Ejercicio A
Enumera los calificativos con los que el texto sobre Günter Grass describe al autor en su primer párrafo.
Ejercicio B
Determina si cada afirmación concuerda con el texto sobre Günter Grass. Responde sí o no y cita literalmente las palabras del texto que lo deciden.
(i) Grass abandona la ficción para contar su vida.
(ii) En La caja de los deseos, la biografía de Grass se narra desde el punto de vista de su familia.
(iii) El texto califica la novela de ambiciosa.
Ejercicio C
Retoma el texto sobre Günter Grass y La caja de los deseos donde termina y continúalo con un párrafo más.

==== Texto de lectura

Lo interesante es que Grass -supremo patriarca de la literatura alemana contemporánea- nunca se arrodilla en el confesionario, nunca renuncia a la ficción para dedicarse, solemnemente, a relatarnos su vida. Por el contrario: es un fabulador insaciable, un mitómano sincerado, un auténtico troglodita de la lengua cuya voracidad pantagruélica no se amedrenta ante nada, como se evidencia en La caja de los deseos , en donde prosigue fagocitando su biografía, ahora narrada desde el punto de vista -para nada complaciente- de su prolífica familia.
"Hijos, lo sé: ser padre es sólo una afirmación que hay que confirmar continuamente. Por eso tengo que mentir, para que me creáis", señala el autor en una de sus pocas intervenciones directas en la trama. De hecho, la eficacia de esta modesta novela (modesta en la escala de Grass) descansa precisamente en hacer a un lado la soberanía del discurso paterno, en pasar de manos el hilo de la madeja. Como si Grass dijera: "Que los otros (lectores, hijos) se adentren en mi laberinto, sigan escarbando en las capas de mi cebolla infinita".

========
==== Los datos

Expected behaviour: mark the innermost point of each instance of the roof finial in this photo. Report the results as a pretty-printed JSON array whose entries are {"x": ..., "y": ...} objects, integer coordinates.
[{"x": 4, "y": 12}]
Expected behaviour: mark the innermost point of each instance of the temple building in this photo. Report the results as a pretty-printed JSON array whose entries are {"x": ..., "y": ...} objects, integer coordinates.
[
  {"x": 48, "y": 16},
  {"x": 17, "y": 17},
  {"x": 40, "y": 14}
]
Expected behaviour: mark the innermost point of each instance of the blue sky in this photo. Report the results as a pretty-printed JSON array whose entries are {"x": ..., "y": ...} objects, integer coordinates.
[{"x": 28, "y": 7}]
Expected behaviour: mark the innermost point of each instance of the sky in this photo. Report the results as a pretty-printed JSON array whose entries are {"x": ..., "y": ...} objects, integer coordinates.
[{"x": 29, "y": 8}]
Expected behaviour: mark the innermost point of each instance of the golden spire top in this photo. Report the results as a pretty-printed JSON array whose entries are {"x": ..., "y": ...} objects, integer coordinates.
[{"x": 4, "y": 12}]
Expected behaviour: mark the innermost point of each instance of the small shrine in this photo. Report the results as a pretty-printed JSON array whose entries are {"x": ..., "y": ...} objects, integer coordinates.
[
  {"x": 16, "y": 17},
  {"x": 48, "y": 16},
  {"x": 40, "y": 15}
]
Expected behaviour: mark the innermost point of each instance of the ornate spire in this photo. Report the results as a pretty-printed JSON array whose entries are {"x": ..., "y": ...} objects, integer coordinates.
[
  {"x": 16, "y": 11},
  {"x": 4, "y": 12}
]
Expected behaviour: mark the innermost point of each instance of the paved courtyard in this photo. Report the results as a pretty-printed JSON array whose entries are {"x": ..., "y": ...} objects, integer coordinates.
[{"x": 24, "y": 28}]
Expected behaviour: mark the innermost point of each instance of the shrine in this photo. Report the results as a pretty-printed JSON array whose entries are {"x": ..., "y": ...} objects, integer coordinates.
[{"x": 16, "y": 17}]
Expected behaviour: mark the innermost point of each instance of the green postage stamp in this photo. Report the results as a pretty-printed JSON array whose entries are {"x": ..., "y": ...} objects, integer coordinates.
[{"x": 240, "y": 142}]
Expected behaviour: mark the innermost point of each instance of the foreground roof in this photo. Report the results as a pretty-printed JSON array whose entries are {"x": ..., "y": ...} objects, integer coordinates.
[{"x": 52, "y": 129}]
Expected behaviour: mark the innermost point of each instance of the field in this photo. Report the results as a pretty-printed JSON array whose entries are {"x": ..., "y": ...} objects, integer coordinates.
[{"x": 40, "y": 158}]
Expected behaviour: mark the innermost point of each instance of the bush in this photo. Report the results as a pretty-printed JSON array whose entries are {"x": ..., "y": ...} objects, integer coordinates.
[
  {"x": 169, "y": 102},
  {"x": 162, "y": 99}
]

========

Respuesta A
- supremo patriarca de la literatura alemana contemporánea
- fabulador insaciable
- mitómano sincerado
- auténtico troglodita de la lengua

Respuesta B
(i) No: "nunca renuncia a la ficción para dedicarse, solemnemente, a relatarnos su vida".
(ii) Sí: "ahora narrada desde el punto de vista -para nada complaciente- de su prolífica familia".
(iii) No: "esta modesta novela (modesta en la escala de Grass)".

Respuesta C
En el título está, quizás, la clave de todo el libro. La "caja de los deseos" es en realidad una antigua cámara fotográfica de cajón que "no funciona bien" y que captura imágenes en las que los personajes aparecen retratados en situaciones extraordinarias, desfasadas en el tiempo o directamente fantásticas. Alrededor de esta cámara milagrosa, que dispara "historias del cuarto oscuro", la familia se reúne a discutir los acontecimientos en la vida del padre. Cada uno de los ocho hijos actúa como un biógrafo y ofrece una versión distinta, que completa y al mismo tiempo se opone a la de los otros, aunque las diversas versiones coinciden en un punto: en la obra de Günter Grass, vida y escritura forman un tejido en el que es imposible discernir lo privado de lo público. Y no es fácil seguir el rastro de un padre que fabula todo el tiempo y avanza en zigzag por los ríos desbordados de la ficción.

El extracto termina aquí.